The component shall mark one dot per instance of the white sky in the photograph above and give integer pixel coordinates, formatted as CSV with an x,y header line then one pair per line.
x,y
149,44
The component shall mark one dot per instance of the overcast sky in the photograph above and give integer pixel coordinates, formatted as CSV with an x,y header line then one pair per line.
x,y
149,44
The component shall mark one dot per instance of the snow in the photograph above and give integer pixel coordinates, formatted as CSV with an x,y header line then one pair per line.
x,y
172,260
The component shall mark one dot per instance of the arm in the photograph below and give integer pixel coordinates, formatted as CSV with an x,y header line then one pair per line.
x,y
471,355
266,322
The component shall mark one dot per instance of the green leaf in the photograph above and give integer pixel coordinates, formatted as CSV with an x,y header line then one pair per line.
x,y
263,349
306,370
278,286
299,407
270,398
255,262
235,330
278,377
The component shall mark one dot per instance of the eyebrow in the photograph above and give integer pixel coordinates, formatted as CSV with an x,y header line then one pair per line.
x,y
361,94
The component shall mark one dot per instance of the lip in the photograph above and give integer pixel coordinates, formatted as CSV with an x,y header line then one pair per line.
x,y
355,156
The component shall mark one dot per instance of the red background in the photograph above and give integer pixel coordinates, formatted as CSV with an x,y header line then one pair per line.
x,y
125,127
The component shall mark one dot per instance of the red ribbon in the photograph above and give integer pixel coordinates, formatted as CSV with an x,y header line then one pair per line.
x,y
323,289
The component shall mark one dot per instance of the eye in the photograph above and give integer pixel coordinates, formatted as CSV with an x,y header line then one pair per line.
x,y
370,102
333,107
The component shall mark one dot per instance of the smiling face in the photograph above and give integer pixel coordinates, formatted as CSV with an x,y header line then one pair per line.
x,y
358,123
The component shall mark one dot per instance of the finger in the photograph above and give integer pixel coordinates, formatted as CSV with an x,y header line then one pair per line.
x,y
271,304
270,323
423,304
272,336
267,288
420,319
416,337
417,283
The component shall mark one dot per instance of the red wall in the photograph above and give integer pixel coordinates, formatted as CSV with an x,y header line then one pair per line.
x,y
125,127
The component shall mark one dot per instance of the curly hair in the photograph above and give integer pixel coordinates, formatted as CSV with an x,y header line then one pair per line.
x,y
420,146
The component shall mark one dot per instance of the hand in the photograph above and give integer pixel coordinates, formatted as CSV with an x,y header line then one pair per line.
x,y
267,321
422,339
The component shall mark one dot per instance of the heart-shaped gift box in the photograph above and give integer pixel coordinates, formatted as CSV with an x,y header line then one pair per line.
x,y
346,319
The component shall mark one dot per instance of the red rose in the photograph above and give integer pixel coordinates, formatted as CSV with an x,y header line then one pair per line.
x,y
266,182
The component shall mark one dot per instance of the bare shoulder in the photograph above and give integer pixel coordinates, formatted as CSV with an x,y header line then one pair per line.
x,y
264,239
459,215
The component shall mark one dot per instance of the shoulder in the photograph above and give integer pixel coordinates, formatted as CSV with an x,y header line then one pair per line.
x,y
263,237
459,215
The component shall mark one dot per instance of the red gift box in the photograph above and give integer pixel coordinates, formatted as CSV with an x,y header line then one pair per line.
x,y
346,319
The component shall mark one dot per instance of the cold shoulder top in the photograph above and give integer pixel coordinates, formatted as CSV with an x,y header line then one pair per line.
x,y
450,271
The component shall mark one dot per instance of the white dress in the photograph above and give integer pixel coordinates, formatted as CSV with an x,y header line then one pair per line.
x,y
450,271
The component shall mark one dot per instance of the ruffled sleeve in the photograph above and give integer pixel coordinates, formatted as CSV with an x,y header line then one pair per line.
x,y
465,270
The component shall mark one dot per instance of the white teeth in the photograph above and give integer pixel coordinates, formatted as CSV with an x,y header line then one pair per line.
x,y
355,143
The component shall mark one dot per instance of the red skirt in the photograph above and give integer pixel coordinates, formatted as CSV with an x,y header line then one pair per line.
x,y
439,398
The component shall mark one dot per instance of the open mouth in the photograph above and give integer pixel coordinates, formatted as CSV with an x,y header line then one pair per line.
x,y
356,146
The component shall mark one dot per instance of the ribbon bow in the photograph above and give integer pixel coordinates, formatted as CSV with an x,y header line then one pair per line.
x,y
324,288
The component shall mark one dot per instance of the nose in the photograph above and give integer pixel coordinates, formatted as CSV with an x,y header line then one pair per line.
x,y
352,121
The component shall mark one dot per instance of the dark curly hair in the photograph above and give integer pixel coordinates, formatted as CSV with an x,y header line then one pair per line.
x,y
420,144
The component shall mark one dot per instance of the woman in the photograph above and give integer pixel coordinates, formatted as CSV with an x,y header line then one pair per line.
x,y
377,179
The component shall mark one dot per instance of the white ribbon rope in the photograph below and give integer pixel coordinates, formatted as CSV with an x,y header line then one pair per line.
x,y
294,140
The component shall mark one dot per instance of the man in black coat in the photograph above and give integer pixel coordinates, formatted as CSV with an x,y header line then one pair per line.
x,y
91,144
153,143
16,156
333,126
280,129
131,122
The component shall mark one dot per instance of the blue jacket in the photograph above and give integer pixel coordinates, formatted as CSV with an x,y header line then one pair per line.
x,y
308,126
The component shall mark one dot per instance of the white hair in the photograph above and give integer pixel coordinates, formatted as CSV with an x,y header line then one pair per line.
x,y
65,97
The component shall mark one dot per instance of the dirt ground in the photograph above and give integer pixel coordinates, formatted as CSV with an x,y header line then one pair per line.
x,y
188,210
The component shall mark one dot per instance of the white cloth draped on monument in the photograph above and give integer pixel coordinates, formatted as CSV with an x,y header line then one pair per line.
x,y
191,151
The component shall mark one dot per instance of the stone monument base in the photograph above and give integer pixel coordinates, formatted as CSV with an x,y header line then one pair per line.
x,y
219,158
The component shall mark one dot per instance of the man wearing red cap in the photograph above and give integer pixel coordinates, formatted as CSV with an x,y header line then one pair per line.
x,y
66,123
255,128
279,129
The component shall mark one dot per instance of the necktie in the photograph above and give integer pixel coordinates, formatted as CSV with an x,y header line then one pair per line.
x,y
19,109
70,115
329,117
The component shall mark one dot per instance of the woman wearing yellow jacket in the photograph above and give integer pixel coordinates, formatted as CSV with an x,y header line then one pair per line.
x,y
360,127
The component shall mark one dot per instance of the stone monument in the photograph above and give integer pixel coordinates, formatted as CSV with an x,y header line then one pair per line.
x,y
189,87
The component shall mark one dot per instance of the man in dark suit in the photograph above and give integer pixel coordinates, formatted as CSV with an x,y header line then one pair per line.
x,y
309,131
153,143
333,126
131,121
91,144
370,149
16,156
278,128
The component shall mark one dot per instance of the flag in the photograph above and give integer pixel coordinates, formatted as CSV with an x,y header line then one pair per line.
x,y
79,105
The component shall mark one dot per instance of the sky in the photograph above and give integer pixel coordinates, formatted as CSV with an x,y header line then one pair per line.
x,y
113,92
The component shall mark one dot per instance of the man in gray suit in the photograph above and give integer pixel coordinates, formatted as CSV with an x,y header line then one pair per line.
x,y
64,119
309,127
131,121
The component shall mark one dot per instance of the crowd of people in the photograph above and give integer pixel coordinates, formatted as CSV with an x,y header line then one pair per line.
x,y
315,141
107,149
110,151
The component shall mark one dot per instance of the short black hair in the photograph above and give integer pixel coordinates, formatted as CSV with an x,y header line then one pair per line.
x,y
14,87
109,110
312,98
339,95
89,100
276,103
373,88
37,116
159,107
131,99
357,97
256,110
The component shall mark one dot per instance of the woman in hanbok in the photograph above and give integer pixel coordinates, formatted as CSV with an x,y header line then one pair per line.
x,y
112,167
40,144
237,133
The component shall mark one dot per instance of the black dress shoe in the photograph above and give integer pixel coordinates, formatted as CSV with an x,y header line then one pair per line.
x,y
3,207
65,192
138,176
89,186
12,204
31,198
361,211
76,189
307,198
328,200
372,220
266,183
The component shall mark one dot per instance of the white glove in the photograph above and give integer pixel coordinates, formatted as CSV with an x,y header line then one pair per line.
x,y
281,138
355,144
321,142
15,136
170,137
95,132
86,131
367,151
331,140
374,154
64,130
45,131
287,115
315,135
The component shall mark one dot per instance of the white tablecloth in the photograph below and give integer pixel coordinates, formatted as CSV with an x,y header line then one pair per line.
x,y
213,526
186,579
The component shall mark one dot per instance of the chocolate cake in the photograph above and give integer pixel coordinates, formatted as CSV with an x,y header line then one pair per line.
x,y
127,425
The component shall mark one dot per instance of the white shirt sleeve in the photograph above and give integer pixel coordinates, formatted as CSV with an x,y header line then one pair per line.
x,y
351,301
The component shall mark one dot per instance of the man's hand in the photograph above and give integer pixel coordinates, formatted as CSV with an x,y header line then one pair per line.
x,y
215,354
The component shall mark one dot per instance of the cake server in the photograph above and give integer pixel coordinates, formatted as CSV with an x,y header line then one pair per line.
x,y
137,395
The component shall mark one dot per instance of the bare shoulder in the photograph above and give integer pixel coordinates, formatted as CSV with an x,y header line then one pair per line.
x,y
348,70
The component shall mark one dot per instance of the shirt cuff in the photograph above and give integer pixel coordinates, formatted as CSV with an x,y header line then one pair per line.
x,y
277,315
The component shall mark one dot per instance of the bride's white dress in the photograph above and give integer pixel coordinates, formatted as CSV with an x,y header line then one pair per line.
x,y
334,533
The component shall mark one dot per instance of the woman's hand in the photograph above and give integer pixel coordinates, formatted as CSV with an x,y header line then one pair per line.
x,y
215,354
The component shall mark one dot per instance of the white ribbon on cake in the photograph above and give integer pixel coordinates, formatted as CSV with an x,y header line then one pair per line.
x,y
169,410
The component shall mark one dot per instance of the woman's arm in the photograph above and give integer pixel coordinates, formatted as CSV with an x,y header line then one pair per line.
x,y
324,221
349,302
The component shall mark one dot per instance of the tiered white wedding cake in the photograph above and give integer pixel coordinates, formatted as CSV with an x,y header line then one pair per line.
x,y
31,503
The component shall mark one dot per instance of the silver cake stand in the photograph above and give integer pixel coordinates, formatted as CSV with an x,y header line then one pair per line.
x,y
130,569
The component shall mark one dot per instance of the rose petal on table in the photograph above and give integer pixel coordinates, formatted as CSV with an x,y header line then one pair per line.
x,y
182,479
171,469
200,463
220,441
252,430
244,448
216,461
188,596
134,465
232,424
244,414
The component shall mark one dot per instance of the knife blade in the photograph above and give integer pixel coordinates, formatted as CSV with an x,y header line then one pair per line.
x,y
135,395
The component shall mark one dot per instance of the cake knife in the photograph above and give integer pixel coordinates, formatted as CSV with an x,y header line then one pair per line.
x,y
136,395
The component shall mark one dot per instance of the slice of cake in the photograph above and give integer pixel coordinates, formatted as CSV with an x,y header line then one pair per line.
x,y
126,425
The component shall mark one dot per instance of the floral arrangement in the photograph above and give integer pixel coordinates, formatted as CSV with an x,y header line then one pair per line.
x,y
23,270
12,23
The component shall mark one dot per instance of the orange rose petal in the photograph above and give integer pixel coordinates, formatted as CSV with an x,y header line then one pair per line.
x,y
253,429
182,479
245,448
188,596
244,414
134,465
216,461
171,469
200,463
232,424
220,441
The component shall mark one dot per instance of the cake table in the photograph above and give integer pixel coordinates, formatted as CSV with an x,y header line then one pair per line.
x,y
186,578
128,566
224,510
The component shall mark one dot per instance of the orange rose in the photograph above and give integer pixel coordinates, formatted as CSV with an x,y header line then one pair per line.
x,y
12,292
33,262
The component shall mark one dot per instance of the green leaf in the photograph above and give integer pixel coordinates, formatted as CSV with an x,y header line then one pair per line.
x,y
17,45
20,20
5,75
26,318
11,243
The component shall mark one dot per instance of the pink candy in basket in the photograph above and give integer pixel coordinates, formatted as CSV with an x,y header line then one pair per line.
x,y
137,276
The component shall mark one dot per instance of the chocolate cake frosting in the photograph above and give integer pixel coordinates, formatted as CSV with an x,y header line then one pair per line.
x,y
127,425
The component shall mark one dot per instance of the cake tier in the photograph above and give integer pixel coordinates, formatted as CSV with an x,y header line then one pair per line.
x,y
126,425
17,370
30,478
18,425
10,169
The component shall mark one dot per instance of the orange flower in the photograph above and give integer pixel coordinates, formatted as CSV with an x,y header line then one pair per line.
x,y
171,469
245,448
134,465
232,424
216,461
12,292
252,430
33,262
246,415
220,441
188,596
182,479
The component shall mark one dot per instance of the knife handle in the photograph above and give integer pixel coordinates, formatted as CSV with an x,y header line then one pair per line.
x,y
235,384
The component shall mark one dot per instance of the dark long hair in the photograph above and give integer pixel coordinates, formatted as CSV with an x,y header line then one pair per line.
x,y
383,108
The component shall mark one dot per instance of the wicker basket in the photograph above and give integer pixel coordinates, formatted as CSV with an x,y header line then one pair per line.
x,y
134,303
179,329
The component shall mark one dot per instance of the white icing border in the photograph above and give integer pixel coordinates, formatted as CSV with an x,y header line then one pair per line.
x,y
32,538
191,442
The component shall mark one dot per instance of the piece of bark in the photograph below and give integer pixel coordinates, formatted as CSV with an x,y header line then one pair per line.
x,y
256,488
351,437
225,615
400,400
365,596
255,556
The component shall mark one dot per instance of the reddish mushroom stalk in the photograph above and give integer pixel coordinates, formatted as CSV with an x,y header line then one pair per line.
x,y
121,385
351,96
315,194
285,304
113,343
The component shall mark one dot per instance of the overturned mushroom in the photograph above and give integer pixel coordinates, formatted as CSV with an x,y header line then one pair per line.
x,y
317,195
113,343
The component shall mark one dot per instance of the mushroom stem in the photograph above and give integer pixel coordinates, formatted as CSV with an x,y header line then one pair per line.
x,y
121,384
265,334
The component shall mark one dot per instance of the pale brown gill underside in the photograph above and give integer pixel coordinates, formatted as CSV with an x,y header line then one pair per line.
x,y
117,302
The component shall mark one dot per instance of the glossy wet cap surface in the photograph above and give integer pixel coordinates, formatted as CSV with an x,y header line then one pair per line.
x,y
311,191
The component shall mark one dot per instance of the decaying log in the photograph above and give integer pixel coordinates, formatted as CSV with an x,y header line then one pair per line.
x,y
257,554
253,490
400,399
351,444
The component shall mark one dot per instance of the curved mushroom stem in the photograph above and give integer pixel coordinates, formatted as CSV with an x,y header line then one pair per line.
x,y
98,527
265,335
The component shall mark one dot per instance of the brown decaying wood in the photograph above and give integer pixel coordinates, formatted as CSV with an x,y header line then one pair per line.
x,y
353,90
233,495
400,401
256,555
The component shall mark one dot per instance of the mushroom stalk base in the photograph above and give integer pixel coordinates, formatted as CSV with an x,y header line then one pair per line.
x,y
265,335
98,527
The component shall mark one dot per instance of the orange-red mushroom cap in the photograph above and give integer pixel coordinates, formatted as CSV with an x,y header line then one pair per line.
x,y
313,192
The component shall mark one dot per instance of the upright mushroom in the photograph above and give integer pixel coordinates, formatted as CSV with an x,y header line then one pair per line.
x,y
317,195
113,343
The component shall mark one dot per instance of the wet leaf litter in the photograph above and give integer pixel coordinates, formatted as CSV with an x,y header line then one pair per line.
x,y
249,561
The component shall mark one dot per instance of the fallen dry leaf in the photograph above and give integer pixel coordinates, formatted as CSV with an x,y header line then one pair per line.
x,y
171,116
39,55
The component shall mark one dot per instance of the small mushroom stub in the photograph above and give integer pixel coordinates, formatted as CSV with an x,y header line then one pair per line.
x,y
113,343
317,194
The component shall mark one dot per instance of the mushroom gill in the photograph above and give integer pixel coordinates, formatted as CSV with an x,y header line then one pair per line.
──────────
_Directive:_
Your task is to transcribe the line containing "The component shall mark one dot per instance of the brown" and every line after it, through the last line of the data, exactly as written and with nothing more.

_Result of the task:_
The component shall mark one dot per instance of the brown decaying wood in the photograph above and give integer pixel coordinates, formatted as CSV with an x,y header line then one pair per line.
x,y
353,90
233,495
400,401
256,555
The component shall mark one dot per instance of the mushroom stalk base in the photograph above and give integer pixel coordinates, formatted as CSV with an x,y header line then one pair per line.
x,y
265,335
98,527
The component shall mark one dot per instance of the orange-red mushroom cap in the photograph above and give integer pixel coordinates, formatted as CSV with an x,y header line then one pair per line.
x,y
313,192
The component shall mark one dot per instance of the upright mushroom in the photograph above and give integer pixel coordinates, formatted as CSV with an x,y header line then one pair per line.
x,y
317,195
113,343
The component shall mark one dot per instance of the wet leaf litter in the photograph above and give integer pixel coordinates, formatted as CSV with an x,y header line then one pair per line.
x,y
249,561
The component shall mark one dot per instance of the fallen dry leaf in the photograph above and give integer pixel coordinates, formatted as CSV with an x,y header line then one pair per line.
x,y
171,116
39,55
The component shall mark one dot per instance of the small mushroom stub in the photograph above and give integer pixel coordinates, formatted as CSV with an x,y header line then one pair per line.
x,y
113,343
317,194
The component shall mark one dot per instance of the mushroom gill in the photograph above and give integer pixel coordinates, formatted as CSV with an x,y header line then one pair per line.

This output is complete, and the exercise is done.